◆ Page extract ◆
★ ★ ★ ★ ★

Here’s how I did it:

The Google Authenticator mobile app used to be an open source project, it isn’t any more but the project has been kindly forked and looked after by Red Hat under the guise of the FreeOTP project. The first step is to download the app, which is available for Android and iOS there is even a Pebble project in the works. https://fedorahosted.org/freeotp/

Google Play: https://play.google.com/store/apps/details?id=org.fedorahosted.freeotp

iTunes: https://itunes.apple.com/us/app/freeotp/id872559395

Next we need to configure PAM, this is the component in Linux which ties authentication together. It allows us to add modules for various authentication sources into various applications which require authentication, in this case we need a module compatible with FreeOTP to provide authentication to SSH.

We’ll be using the pam_oath for this, the OATH toolkit is designed for building one-time password based systems. http://www.nongnu.org/oath-toolkit/

yum install pam_oath oathtool gen-oath-safe

This gives us the tools needed to link in to pam, and also generate the initial keys to share between the devices.

★ ★ ★ ★ ★

[Point labeling data based on photos]
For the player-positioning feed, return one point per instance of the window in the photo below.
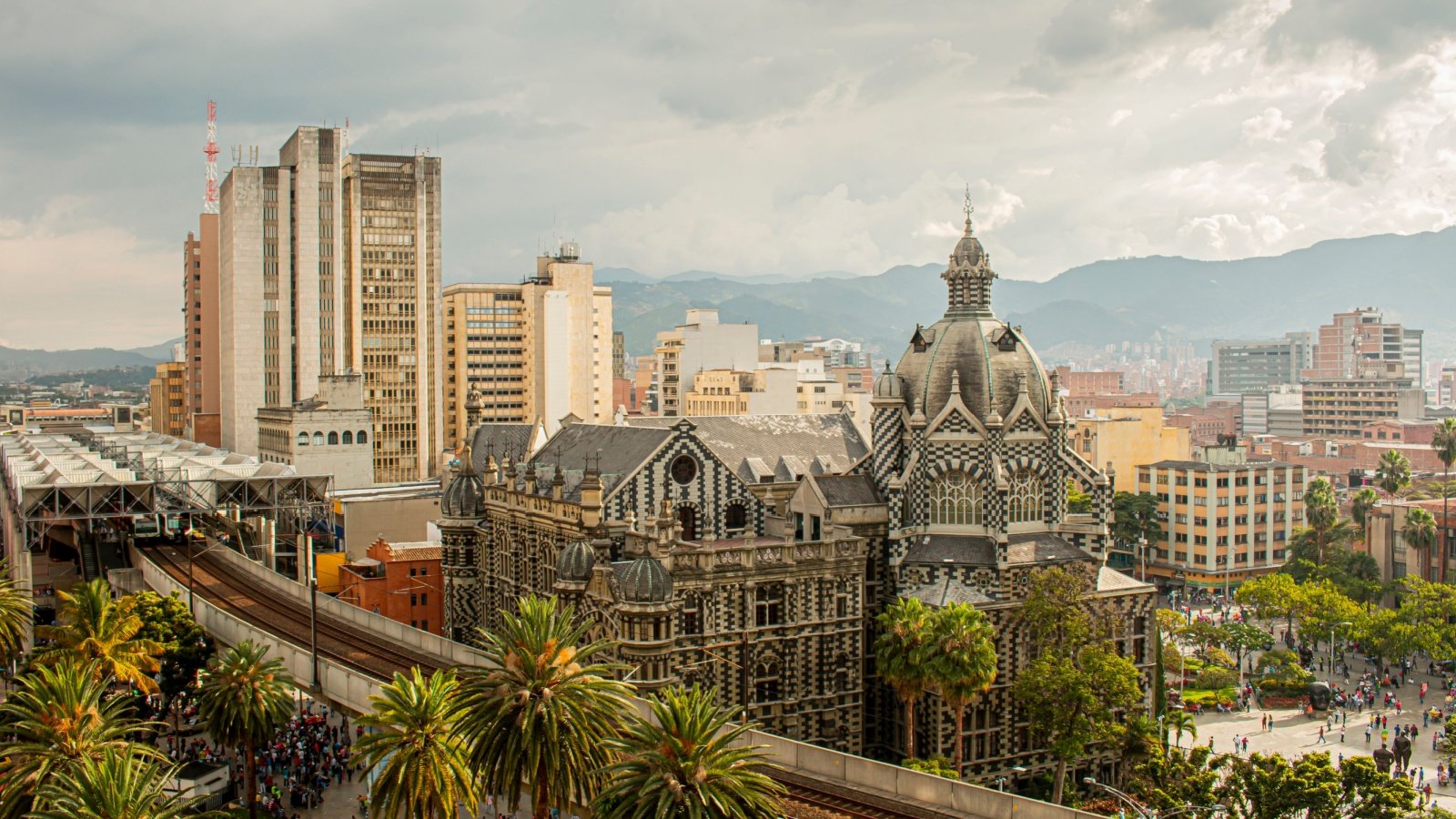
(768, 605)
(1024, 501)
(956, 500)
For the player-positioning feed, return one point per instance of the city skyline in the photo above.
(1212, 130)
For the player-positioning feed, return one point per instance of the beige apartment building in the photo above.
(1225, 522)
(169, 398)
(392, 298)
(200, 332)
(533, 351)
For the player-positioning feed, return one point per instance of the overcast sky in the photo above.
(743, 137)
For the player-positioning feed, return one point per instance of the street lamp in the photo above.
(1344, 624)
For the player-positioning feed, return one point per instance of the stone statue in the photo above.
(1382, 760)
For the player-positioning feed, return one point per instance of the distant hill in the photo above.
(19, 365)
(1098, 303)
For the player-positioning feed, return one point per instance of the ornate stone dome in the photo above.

★ ★ ★ ★ ★

◆ Problems to work on ◆
**A.** Summarize the FreeOTP setup notes in two sentences.
**B.** Please transcribe the FreeOTP setup notes, everything from "Next we need" down to "between the devices.".
**C.** Answer these questions on the FreeOTP setup notes:
(i) Which organization has forked and looked after the project behind FreeOTP?
(ii) How do the notes describe PAM?
(iii) What is the OATH toolkit designed for?

◆ Responses in order ◆
**A.** The notes explain that the Google Authenticator app is no longer open source but has been forked by Red Hat as FreeOTP, which is available for Android and iOS and is the first thing to download. PAM, the Linux component that ties authentication together, is then configured with the pam_oath module from the OATH toolkit, installed with yum alongside oathtool and gen-oath-safe to link into PAM and generate the initial keys shared between the devices.

**B.**
Next we need to configure PAM, this is the component in Linux which ties authentication together. It allows us to add modules for various authentication sources into various applications which require authentication, in this case we need a module compatible with FreeOTP to provide authentication to SSH.

We’ll be using the pam_oath for this, the OATH toolkit is designed for building one-time password based systems. http://www.nongnu.org/oath-toolkit/

yum install pam_oath oathtool gen-oath-safe

This gives us the tools needed to link in to pam, and also generate the initial keys to share between the devices.

**C.**
(i) Red Hat.
(ii) PAM is the component in Linux that ties authentication together.
(iii) Building one-time password based systems.